EXERCISE INSTRUCTIONS: In this exercise, restate the listing word for word.

LISTED RECORDS:
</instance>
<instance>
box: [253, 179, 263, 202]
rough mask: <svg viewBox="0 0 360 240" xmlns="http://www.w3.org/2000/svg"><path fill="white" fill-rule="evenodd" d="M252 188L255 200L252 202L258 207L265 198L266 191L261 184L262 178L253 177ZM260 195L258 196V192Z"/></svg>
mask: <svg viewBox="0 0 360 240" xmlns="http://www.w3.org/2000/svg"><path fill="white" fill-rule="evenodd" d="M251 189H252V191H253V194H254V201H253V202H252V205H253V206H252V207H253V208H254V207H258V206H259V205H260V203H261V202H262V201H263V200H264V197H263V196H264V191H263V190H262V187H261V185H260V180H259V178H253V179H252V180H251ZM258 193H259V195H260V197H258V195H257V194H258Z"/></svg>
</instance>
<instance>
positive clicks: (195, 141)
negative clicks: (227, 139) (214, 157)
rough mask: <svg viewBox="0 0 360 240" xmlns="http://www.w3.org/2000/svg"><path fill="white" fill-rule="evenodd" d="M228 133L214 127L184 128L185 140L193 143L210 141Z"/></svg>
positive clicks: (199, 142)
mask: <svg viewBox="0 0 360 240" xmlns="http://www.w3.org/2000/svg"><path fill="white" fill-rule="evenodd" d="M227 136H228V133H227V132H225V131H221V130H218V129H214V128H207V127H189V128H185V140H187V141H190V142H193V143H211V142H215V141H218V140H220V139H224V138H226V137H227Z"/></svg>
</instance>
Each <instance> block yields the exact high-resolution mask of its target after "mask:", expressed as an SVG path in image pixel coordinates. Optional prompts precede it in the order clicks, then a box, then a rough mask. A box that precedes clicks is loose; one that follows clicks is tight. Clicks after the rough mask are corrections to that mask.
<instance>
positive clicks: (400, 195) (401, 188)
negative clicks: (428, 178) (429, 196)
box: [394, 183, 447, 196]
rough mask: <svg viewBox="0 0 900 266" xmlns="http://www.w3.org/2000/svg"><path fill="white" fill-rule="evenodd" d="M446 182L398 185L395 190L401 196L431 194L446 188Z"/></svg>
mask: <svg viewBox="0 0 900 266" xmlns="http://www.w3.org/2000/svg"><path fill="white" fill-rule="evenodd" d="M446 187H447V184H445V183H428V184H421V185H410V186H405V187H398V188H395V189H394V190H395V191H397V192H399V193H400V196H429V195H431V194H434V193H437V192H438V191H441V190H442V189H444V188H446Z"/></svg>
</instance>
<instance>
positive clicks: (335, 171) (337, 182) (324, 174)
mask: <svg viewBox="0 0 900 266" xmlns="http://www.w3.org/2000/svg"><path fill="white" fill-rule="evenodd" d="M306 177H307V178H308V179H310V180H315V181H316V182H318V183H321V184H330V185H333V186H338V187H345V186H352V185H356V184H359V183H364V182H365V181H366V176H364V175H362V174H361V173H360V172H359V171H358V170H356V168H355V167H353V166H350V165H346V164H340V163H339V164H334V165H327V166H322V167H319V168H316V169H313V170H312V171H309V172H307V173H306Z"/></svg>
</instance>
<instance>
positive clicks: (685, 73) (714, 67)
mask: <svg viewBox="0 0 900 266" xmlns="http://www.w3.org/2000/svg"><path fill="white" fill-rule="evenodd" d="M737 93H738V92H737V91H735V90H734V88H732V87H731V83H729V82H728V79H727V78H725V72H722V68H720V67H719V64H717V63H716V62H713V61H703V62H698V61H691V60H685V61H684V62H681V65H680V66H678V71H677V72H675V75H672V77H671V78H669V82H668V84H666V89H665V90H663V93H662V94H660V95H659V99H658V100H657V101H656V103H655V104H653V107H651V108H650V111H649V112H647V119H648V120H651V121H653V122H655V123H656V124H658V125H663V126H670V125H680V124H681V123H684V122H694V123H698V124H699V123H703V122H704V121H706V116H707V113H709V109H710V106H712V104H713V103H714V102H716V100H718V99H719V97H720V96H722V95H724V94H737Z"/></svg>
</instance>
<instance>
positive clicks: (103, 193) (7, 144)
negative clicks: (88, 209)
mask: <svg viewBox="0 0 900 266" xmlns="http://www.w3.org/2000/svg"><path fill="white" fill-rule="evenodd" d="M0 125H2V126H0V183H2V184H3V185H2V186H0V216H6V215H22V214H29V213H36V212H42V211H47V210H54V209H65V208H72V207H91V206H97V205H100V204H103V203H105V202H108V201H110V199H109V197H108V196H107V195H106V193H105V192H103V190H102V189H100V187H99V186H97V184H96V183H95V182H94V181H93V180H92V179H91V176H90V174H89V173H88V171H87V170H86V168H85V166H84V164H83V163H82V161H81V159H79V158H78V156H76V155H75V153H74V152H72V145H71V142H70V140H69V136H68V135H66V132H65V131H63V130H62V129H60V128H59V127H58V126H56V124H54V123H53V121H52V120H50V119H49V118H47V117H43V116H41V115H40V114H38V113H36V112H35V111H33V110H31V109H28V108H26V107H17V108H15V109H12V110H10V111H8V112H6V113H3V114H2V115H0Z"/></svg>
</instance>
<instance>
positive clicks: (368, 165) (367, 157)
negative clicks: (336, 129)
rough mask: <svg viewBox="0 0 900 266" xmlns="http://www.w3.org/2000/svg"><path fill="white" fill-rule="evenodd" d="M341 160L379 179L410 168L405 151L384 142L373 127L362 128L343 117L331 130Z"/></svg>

EXPECTED ANSWER:
</instance>
<instance>
box: [253, 179, 263, 202]
rough mask: <svg viewBox="0 0 360 240" xmlns="http://www.w3.org/2000/svg"><path fill="white" fill-rule="evenodd" d="M252 188L255 200L252 202L258 207L265 198L266 191L261 184L262 178L253 177ZM260 195L258 196V192Z"/></svg>
mask: <svg viewBox="0 0 360 240" xmlns="http://www.w3.org/2000/svg"><path fill="white" fill-rule="evenodd" d="M251 189H252V191H253V194H254V201H253V202H252V205H253V206H252V207H253V208H254V207H258V206H259V205H260V203H261V202H262V201H263V200H264V197H263V196H264V191H263V190H262V187H261V185H260V180H259V178H253V179H252V180H251ZM258 193H259V195H260V197H258V195H257V194H258Z"/></svg>
</instance>
<instance>
positive clicks: (195, 141)
negative clicks: (227, 139) (214, 157)
rough mask: <svg viewBox="0 0 360 240" xmlns="http://www.w3.org/2000/svg"><path fill="white" fill-rule="evenodd" d="M228 133L214 127L184 128L185 140L193 143L210 141Z"/></svg>
positive clicks: (199, 142)
mask: <svg viewBox="0 0 360 240" xmlns="http://www.w3.org/2000/svg"><path fill="white" fill-rule="evenodd" d="M227 136H228V133H227V132H225V131H221V130H218V129H214V128H207V127H189V128H185V140H187V141H190V142H193V143H211V142H215V141H218V140H220V139H224V138H226V137H227Z"/></svg>
</instance>
Each <instance> block yields the exact high-resolution mask of its target after "mask:", expressed as an SVG path in image pixel coordinates. Optional prompts precede it in the order clicks, then a box, then a rough mask. A box that precedes clicks is loose; one that follows clicks is tight. Clicks after the rough mask are corrections to that mask.
<instance>
positive clicks: (400, 195) (401, 188)
negative clicks: (428, 178) (429, 196)
box: [394, 183, 447, 196]
rough mask: <svg viewBox="0 0 900 266" xmlns="http://www.w3.org/2000/svg"><path fill="white" fill-rule="evenodd" d="M446 182L398 185L395 190L401 196L431 194L446 188Z"/></svg>
mask: <svg viewBox="0 0 900 266" xmlns="http://www.w3.org/2000/svg"><path fill="white" fill-rule="evenodd" d="M446 187H447V184H445V183H428V184H421V185H410V186H405V187H398V188H395V189H394V190H395V191H397V192H399V193H400V196H429V195H431V194H434V193H437V192H438V191H441V190H442V189H444V188H446Z"/></svg>
</instance>
<instance>
positive clicks: (335, 171) (337, 182) (324, 174)
mask: <svg viewBox="0 0 900 266" xmlns="http://www.w3.org/2000/svg"><path fill="white" fill-rule="evenodd" d="M306 177H307V178H308V179H310V180H315V181H316V182H318V183H321V184H330V185H333V186H338V187H345V186H352V185H356V184H359V183H364V182H365V181H366V176H364V175H362V174H361V173H360V172H359V171H358V170H356V168H355V167H353V166H350V165H346V164H340V163H339V164H334V165H327V166H322V167H319V168H316V169H313V170H312V171H309V172H307V173H306Z"/></svg>
</instance>
<instance>
positive clicks: (685, 73) (714, 67)
mask: <svg viewBox="0 0 900 266" xmlns="http://www.w3.org/2000/svg"><path fill="white" fill-rule="evenodd" d="M737 93H738V92H737V91H735V90H734V88H732V87H731V83H729V82H728V79H727V78H725V72H722V68H720V67H719V64H717V63H716V62H713V61H703V62H698V61H691V60H685V61H684V62H681V65H680V66H678V71H677V72H675V75H672V77H671V78H669V82H668V84H666V89H665V90H663V93H662V94H660V95H659V99H658V100H657V101H656V103H655V104H653V107H651V108H650V111H649V112H647V119H648V120H651V121H653V122H655V123H656V124H658V125H663V126H670V125H680V124H681V123H684V122H694V123H698V124H699V123H703V122H704V121H706V116H707V113H709V109H710V106H712V104H713V103H714V102H716V100H718V99H719V97H720V96H722V95H724V94H737Z"/></svg>
</instance>
<instance>
positive clicks: (103, 193) (7, 144)
negative clicks: (88, 209)
mask: <svg viewBox="0 0 900 266" xmlns="http://www.w3.org/2000/svg"><path fill="white" fill-rule="evenodd" d="M0 125H2V126H0V183H2V184H3V185H2V186H0V216H6V215H22V214H29V213H36V212H42V211H47V210H54V209H65V208H72V207H91V206H97V205H100V204H103V203H105V202H108V201H110V199H109V197H108V196H107V195H106V193H105V192H103V190H102V189H100V187H99V186H97V184H96V183H95V182H94V181H93V180H92V179H91V176H90V174H89V173H88V171H87V170H86V168H85V166H84V164H83V163H82V161H81V159H79V158H78V156H76V155H75V153H74V152H72V145H71V142H70V140H69V136H68V135H66V132H65V131H63V130H62V129H60V128H59V127H58V126H56V124H54V123H53V121H52V120H50V119H49V118H47V117H43V116H41V115H40V114H38V113H36V112H35V111H33V110H31V109H28V108H26V107H17V108H15V109H12V110H10V111H8V112H6V113H3V114H2V115H0Z"/></svg>
</instance>
<instance>
positive clicks: (368, 165) (367, 157)
negative clicks: (336, 129)
rough mask: <svg viewBox="0 0 900 266" xmlns="http://www.w3.org/2000/svg"><path fill="white" fill-rule="evenodd" d="M341 160L379 179L410 168L405 151L384 142L373 127L362 128L343 117L331 130Z"/></svg>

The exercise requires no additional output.